DOCUMENT EXCERPT:
■ ■ ■ ■ ■ ■ ■

Saturday, January 29, 2011

What "program for action" did Paine put forward in "The Crisis," p. 142?

In your message to me, you said that this question refers
to the article written in December of 1776.  In this article, the main "program for
action" (these words aren't actually used) is for all good Americans to get together and
back the war.


Paine is saying that he has (in the past)
thought that war was not the right thing.  But now that the British have made the first
moves, a war would not be an offensive war but rather a defensive one.  As Paine
says



Not all
the treasures of the world, so far as I believe, could have induced me to support an
offensive war, for I think it murder; but if a thief breaks into my house, burns and
destroys my property, and kills or threatens to kill me, or those that are in it, and to
"bind me in all cases whatsoever" to his absolute will, am I to suffer
it?

■ ■ ■ ■ ■ ■ ■

EXCERPTED DATA:
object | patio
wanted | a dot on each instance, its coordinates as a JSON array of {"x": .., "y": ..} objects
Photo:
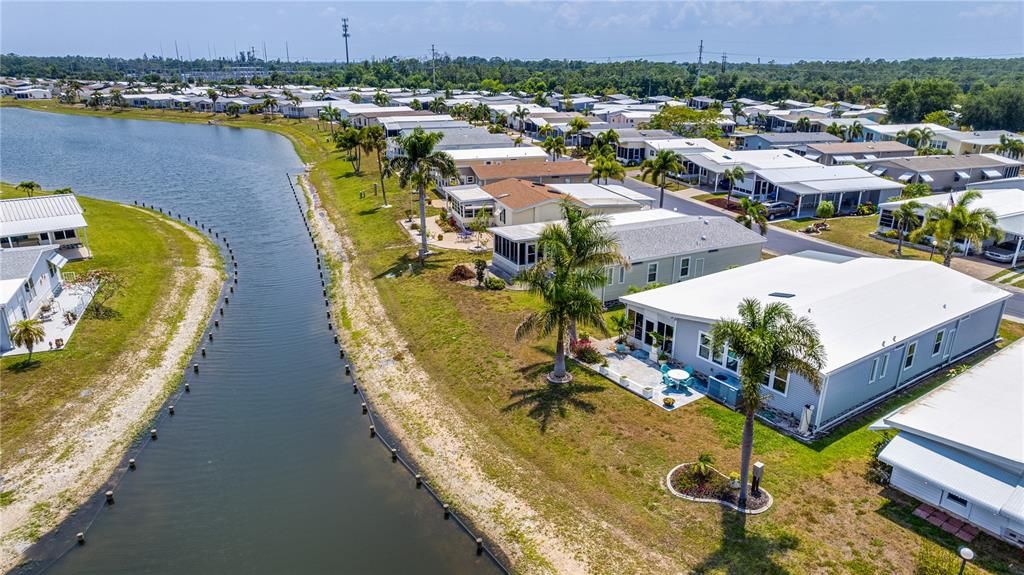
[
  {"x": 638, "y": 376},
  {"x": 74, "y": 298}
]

■ ■ ■ ■ ■ ■ ■

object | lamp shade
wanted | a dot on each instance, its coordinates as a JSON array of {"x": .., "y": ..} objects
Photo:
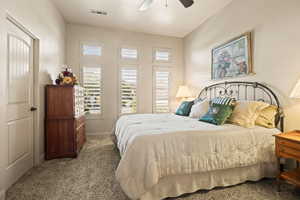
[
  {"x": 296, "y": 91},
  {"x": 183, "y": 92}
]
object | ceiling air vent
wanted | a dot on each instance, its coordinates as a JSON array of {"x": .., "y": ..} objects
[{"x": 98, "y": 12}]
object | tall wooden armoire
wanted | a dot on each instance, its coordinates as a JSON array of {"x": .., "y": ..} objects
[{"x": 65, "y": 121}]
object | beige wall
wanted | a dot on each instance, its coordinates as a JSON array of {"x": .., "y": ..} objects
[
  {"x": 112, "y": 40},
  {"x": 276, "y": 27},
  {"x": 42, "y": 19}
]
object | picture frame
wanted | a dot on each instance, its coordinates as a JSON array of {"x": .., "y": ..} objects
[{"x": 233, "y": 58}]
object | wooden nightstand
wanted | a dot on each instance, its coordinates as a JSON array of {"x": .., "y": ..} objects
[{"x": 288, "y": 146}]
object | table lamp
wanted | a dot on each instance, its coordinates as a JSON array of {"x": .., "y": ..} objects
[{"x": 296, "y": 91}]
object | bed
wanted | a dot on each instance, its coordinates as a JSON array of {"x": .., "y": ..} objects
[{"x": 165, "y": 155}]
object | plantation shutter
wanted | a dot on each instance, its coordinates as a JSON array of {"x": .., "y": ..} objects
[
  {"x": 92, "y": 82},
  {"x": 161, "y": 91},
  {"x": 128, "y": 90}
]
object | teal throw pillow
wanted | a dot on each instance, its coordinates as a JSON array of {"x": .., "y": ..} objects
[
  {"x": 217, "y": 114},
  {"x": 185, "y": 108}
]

■ ■ ■ ■ ■ ■ ■

REQUIREMENT 1: In the text on Paine's "The Crisis," what is the main "program for action" in the December 1776 article?
REQUIREMENT 2: Rewrite the text on Paine's "The Crisis" from "In your message" up to and including "(in the past)", substituting "colonists" for "Americans".
Answer using only the text on Paine's "The Crisis," not the records.

SOLUTION 1: All good Americans should get together and back the war.

SOLUTION 2:
In your message to me, you said that this question refers
to the article written in December of 1776.  In this article, the main "program for
action" (these words aren't actually used) is for all good colonists to get together and
back the war.


Paine is saying that he has (in the past)